Consignes de l'exercice -
1. Transcrivez fidèlement le passage de l'extrait fourni qui commence par « Et puis soudain, l'immémoriel » et se poursuit jusqu'à « particulièrement bien soignés. ».
2. Pour chacune des affirmations ci-dessous, dites si elle concorde avec l'extrait fourni en répondant par oui ou par non, puis citez textuellement les mots de l'extrait qui en décident.
(a) La version chorégraphiée de Jean-Claude Gallotta est présentée au théâtre du Rond-Point à Paris.
(b) Les syllabes valsent chez Gainsbourg et suintent chez Bashung.
(c) Les bonus musicaux comprennent des chœurs féminins et des percussions vaudous.

Extrait fourni -
————

L'Homme à tête de chou
L'infidélité peut devenir, parfois, le plus beau des hommages. Jean-Claude Gallotta en fournit une preuve rayonnante au théâtre du Rond-Point à Paris avec sa version chorégraphiée de "L'Homme à tête de chou", l'album-culte de Serge Gainsbourg.
Ils sont deux, en fait, à lui être infidèles, à Gainsbourg : Gallotta et... Alain Bashung ! Bashung qui, juste avant sa disparition, eut le temps de se glisser dans le phrasé gainsbourien pour évoquer à son tour les amours psychés et rongés entre un narrateur "moitié légume, moitié mec" et Marilou, perverse shampouineuse finissant fracassée sous les coups d'un extincteur d'incendie... Gainsbourg la distillait au goutte-à-goutte, la malédiction de Marilou. C'était lancinant. On suffoquait sous les tropiques. L' amour givré se consumait direct, le feu au cul, la folie au bout, avec au passage ce "Flash Forward" d'anthologie à jamais hanté par l'image de la shampouineuse "entre deux macaques du genre festival à Woodstock"...
Et puis soudain, l'immémoriel murmure : " Qu'importe injures un jour se dissiperont comme volute gitane"... C'était en 76... Gainsbourg inventait le "modern love"... Alain Bashung est plus détaché... Ses mots, surtout... Les syllabes suintaient chez Gainsbourg, elles valsent chez Bashung, comme si, en 2ème jet, la priorité était de bien les donner à entendre... On se surprend même, parfois, à leur trouver un tempo swingué, aux mots d'Alain Bashung ( notamment dans les abyssales "variations sur Marilou"), et c'est comme un miroir enrobant offert aux angles cisaillés de la prose à tête de chou... Il est vrai que les réarrangements et les bonus musicaux (choeurs féminins et percussions vaudous) sont particulièrement bien soignés.

————

Entrées enregistrées -
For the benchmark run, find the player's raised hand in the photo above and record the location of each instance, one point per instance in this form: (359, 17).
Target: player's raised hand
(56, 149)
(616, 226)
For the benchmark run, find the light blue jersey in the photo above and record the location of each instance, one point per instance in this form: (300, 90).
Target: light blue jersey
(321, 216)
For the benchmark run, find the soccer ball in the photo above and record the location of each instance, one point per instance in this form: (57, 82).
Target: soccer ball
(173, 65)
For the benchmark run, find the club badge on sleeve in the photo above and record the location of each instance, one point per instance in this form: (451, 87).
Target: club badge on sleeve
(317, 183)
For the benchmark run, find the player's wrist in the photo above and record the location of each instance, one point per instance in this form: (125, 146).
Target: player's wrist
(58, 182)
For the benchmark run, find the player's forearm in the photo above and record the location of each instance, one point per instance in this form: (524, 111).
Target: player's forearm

————

Vos réponses -
1.
Et puis soudain, l'immémoriel murmure : " Qu'importe injures un jour se dissiperont comme volute gitane"... C'était en 76... Gainsbourg inventait le "modern love"... Alain Bashung est plus détaché... Ses mots, surtout... Les syllabes suintaient chez Gainsbourg, elles valsent chez Bashung, comme si, en 2ème jet, la priorité était de bien les donner à entendre... On se surprend même, parfois, à leur trouver un tempo swingué, aux mots d'Alain Bashung ( notamment dans les abyssales "variations sur Marilou"), et c'est comme un miroir enrobant offert aux angles cisaillés de la prose à tête de chou... Il est vrai que les réarrangements et les bonus musicaux (choeurs féminins et percussions vaudous) sont particulièrement bien soignés.

2.
(a) Oui : « au théâtre du Rond-Point à Paris ».
(b) Non : « Les syllabes suintaient chez Gainsbourg, elles valsent chez Bashung ».
(c) Oui : « choeurs féminins et percussions vaudous ».